> TASK TO COMPLETE: Collect every line in the material below that contains the word "flower". Case counts.

━━━ RECORDS FOR THIS TASK ━━━

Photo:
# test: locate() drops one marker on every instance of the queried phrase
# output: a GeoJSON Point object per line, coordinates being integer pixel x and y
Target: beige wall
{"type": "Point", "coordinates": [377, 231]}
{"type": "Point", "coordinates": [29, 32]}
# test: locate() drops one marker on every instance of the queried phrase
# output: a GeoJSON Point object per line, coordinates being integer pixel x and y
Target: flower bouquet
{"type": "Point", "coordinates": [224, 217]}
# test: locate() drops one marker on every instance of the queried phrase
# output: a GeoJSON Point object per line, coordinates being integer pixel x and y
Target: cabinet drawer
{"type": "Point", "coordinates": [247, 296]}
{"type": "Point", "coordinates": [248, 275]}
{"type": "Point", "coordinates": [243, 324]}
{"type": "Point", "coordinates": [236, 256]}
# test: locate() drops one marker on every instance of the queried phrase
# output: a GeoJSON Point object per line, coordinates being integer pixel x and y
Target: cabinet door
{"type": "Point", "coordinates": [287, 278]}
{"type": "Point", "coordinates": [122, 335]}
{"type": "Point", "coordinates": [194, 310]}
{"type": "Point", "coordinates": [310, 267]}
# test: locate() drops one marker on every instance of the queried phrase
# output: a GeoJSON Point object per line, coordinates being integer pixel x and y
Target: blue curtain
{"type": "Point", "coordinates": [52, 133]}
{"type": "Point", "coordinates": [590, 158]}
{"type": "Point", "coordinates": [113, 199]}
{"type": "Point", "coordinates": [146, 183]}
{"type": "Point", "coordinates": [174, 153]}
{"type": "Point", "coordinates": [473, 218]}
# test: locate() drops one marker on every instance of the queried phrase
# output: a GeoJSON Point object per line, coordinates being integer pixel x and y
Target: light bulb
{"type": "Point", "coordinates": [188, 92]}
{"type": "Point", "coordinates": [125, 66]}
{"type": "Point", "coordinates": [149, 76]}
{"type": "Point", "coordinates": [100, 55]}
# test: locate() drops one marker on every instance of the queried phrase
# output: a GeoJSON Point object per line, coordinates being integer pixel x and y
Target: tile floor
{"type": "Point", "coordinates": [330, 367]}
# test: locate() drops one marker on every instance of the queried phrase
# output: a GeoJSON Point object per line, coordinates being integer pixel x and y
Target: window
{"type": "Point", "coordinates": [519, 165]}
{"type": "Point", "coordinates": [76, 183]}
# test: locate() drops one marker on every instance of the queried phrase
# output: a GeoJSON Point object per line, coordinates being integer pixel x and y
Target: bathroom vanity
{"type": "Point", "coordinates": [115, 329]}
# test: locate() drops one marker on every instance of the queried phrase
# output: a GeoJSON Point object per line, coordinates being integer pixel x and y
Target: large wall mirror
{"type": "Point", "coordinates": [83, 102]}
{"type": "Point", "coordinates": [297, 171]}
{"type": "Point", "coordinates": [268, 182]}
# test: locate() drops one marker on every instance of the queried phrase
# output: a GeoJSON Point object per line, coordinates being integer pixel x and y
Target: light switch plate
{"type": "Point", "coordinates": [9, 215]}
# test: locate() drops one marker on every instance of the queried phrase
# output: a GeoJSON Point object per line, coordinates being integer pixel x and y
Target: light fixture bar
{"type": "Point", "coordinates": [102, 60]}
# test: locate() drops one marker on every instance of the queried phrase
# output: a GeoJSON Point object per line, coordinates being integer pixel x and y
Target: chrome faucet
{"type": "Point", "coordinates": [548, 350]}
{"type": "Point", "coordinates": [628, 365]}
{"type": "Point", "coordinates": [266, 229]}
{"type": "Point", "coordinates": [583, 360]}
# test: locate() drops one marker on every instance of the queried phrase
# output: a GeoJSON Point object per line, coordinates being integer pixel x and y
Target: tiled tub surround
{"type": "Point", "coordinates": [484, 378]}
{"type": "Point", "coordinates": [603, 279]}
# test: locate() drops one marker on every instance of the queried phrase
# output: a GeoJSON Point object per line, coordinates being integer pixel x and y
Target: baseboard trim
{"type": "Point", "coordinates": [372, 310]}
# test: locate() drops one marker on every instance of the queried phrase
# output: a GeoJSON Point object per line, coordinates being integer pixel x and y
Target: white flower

━━━

> SOLVED EXERCISE:
Target: flower bouquet
Target: white flower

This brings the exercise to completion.